» **Excerpted text**
%%
External Library Usage

We also support using the library's external API for use within model training loops or other scripts.

lm_eval supplies two functions for external import and use: lm_eval.evaluate() and lm_eval.simple_evaluate().

simple_evaluate() can be used by simply creating an lm_eval.api.model.LM subclass that implements the methods described in the Model Guide, and wrapping your custom model in that class as follows:

import lm_eval
...

my_model = initialize_my_model() # create your model (could be running finetuning with some custom modeling code)
...
# instantiate an LM subclass that takes your initialized model and can run
# - `Your_LM.loglikelihood()`
# - `Your_LM.loglikelihood_rolling()`
# - `Your_LM.generate_until()`
lm_obj = Your_LM(model=my_model, batch_size=16)

# indexes all tasks from the `lm_eval/tasks` subdirectory.
# Alternatively, you can set `TaskManager(include_path="path/to/my/custom/task/configs")`
# to include a set of tasks in a separate directory.
task_manager = lm_eval.tasks.TaskManager()

# Setting `task_manager` to the one above is optional and should generally be done
# if you want to include tasks from paths other than ones in `lm_eval/tasks`.
# `simple_evaluate` will instantiate its own task_manager is the it is set to None here.
%%
» **Directions**
Transcribe the lm_eval external library usage excerpt in full, keeping every line, comment and code statement unchanged.

» **Provided material**
%%
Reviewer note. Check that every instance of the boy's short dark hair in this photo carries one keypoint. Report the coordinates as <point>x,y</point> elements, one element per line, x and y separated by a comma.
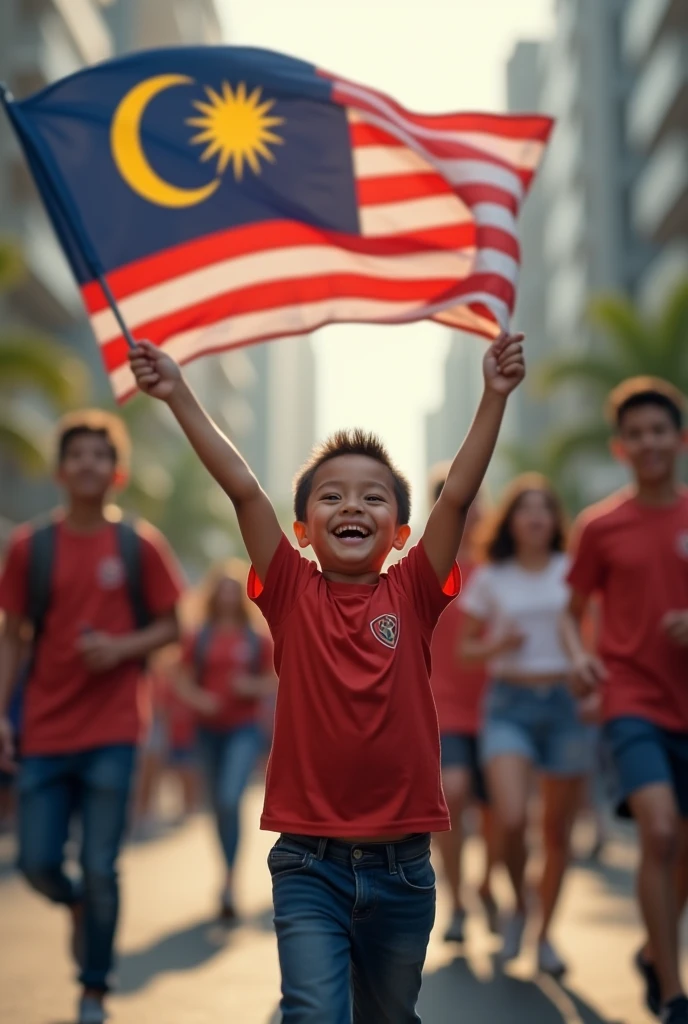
%%
» **Solution**
External Library Usage

We also support using the library's external API for use within model training loops or other scripts.

lm_eval supplies two functions for external import and use: lm_eval.evaluate() and lm_eval.simple_evaluate().

simple_evaluate() can be used by simply creating an lm_eval.api.model.LM subclass that implements the methods described in the Model Guide, and wrapping your custom model in that class as follows:

import lm_eval
...

my_model = initialize_my_model() # create your model (could be running finetuning with some custom modeling code)
...
# instantiate an LM subclass that takes your initialized model and can run
# - `Your_LM.loglikelihood()`
# - `Your_LM.loglikelihood_rolling()`
# - `Your_LM.generate_until()`
lm_obj = Your_LM(model=my_model, batch_size=16)

# indexes all tasks from the `lm_eval/tasks` subdirectory.
# Alternatively, you can set `TaskManager(include_path="path/to/my/custom/task/configs")`
# to include a set of tasks in a separate directory.
task_manager = lm_eval.tasks.TaskManager()

# Setting `task_manager` to the one above is optional and should generally be done
# if you want to include tasks from paths other than ones in `lm_eval/tasks`.
# `simple_evaluate` will instantiate its own task_manager is the it is set to None here.